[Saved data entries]
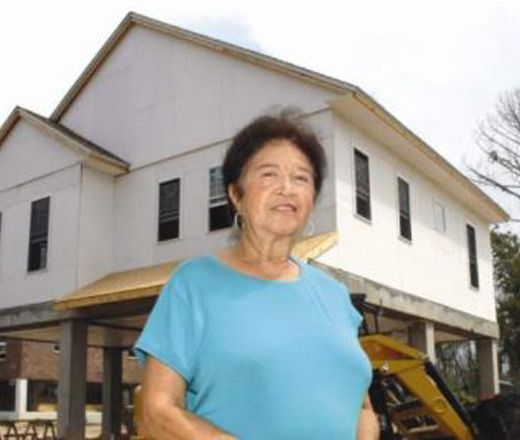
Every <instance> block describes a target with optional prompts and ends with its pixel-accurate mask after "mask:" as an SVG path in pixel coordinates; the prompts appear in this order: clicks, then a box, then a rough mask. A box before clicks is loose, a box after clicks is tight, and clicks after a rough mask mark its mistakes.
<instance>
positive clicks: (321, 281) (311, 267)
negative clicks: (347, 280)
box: [300, 260, 348, 291]
mask: <svg viewBox="0 0 520 440" xmlns="http://www.w3.org/2000/svg"><path fill="white" fill-rule="evenodd" d="M300 261H301V263H302V264H304V265H305V268H306V272H307V273H308V274H309V276H310V277H311V278H312V280H313V281H314V282H317V283H319V284H320V285H322V286H324V287H329V288H334V290H336V289H338V290H343V289H346V290H347V291H348V287H347V286H346V285H345V284H343V283H342V282H341V281H339V280H337V279H336V278H334V276H332V275H331V274H330V273H328V272H326V271H325V270H324V269H321V268H319V267H317V266H315V265H313V264H310V263H308V262H305V261H303V260H300Z"/></svg>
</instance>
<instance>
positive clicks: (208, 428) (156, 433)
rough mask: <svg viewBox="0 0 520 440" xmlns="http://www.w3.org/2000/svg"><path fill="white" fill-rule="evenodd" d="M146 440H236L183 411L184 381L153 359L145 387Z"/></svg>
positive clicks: (150, 358)
mask: <svg viewBox="0 0 520 440" xmlns="http://www.w3.org/2000/svg"><path fill="white" fill-rule="evenodd" d="M141 393H142V394H141V395H142V399H143V401H142V415H143V421H142V423H143V425H144V426H142V428H143V431H144V434H145V438H147V439H154V440H163V439H165V440H166V439H167V440H236V437H233V436H232V435H230V434H229V433H226V432H225V431H222V430H220V429H219V428H217V427H216V426H215V425H213V424H211V423H210V422H208V421H207V420H204V419H203V418H201V417H198V416H196V415H194V414H193V413H190V412H188V411H186V410H185V409H184V396H185V394H186V382H185V380H184V378H183V377H182V376H181V375H180V374H179V373H177V372H176V371H174V370H172V369H171V368H169V367H168V366H166V365H165V364H163V363H162V362H160V361H158V360H157V359H155V358H154V357H152V356H149V357H148V360H147V362H146V367H145V371H144V380H143V384H142V392H141Z"/></svg>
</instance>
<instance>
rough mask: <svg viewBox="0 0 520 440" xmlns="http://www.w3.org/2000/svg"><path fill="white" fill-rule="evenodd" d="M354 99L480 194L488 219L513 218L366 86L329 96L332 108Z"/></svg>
mask: <svg viewBox="0 0 520 440" xmlns="http://www.w3.org/2000/svg"><path fill="white" fill-rule="evenodd" d="M352 99H354V100H355V101H356V102H357V103H359V104H360V105H362V106H364V107H365V108H366V109H368V110H369V111H370V112H371V113H372V114H373V115H374V116H375V117H377V118H378V119H379V120H380V121H382V122H383V123H384V124H385V125H387V126H388V127H389V128H390V129H391V130H393V131H394V132H395V133H397V134H398V135H399V136H400V137H401V138H402V139H403V140H405V141H406V142H408V143H410V144H411V145H413V146H414V147H415V148H416V149H417V151H419V152H420V153H421V154H423V155H424V156H426V157H428V158H429V159H430V160H431V161H432V162H433V163H435V164H436V165H437V166H439V167H441V168H442V169H443V170H444V171H445V172H446V173H447V174H449V176H450V177H451V178H453V179H454V183H455V184H457V185H459V187H461V188H463V189H464V190H466V191H469V192H470V193H471V194H472V195H474V196H475V197H478V198H479V199H480V200H481V201H482V202H483V203H484V204H485V206H486V207H487V209H488V212H489V213H490V215H489V216H487V220H488V221H489V222H490V223H500V222H507V221H509V220H510V219H511V217H510V215H509V214H508V213H507V212H506V211H505V210H504V209H503V208H502V207H501V206H500V205H499V204H498V203H497V202H495V201H494V200H493V199H492V198H491V197H489V196H488V195H487V194H486V193H485V192H484V191H482V190H481V189H480V188H479V187H478V186H477V185H475V184H474V183H473V182H472V181H471V180H470V179H468V178H467V177H466V176H465V175H464V174H462V173H461V172H460V171H459V170H457V169H456V168H455V167H454V166H453V165H452V164H450V163H449V162H448V161H447V160H446V159H445V158H444V157H443V156H441V155H440V154H439V153H437V152H436V151H435V150H434V149H433V148H432V147H430V146H429V145H428V144H427V143H426V142H425V141H424V140H422V139H421V138H420V137H419V136H418V135H416V134H415V133H413V132H412V131H411V130H410V129H409V128H407V127H406V126H405V125H404V124H403V123H402V122H401V121H399V120H398V119H397V118H396V117H395V116H393V115H392V114H391V113H390V112H389V111H388V110H386V109H385V108H384V107H383V106H382V105H381V104H379V103H378V102H377V101H376V100H375V99H373V98H372V97H371V96H370V95H368V94H367V93H366V92H364V91H363V90H362V89H360V88H356V90H354V91H352V92H350V93H345V94H343V95H342V96H340V97H337V98H333V99H331V100H329V105H330V106H331V108H333V109H336V110H338V109H340V108H341V106H342V105H345V104H347V103H349V104H350V103H351V100H352ZM349 100H350V102H349ZM339 113H340V114H341V112H339Z"/></svg>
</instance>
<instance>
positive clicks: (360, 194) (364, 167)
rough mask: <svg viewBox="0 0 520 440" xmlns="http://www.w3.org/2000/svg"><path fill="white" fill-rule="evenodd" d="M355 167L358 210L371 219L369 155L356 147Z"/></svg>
mask: <svg viewBox="0 0 520 440" xmlns="http://www.w3.org/2000/svg"><path fill="white" fill-rule="evenodd" d="M354 169H355V173H356V212H357V213H358V214H359V215H361V216H363V217H365V218H367V219H368V220H370V219H371V217H372V215H371V211H370V175H369V169H368V156H367V155H366V154H363V153H362V152H361V151H359V150H356V149H354Z"/></svg>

### Work request
Lay out the records from their start through the line containing "box: [300, 260, 348, 291]" as a Markdown table with the columns Row and Line, leaving out blank lines and pictures.

### Response for this exercise
| Row | Line |
|---|---|
| 1 | Every <instance> block describes a target with optional prompts and ends with its pixel-accurate mask after "mask:" as an SVG path in pixel coordinates; the prompts appear in this order: clicks, then a box, then a rough mask. A box before clicks is loose, a box after clicks is tight, and clicks after a rough mask mark its mistakes. |
| 2 | <instance> |
| 3 | positive clicks: (321, 281) (311, 267) |
| 4 | negative clicks: (347, 280) |
| 5 | box: [300, 260, 348, 291] |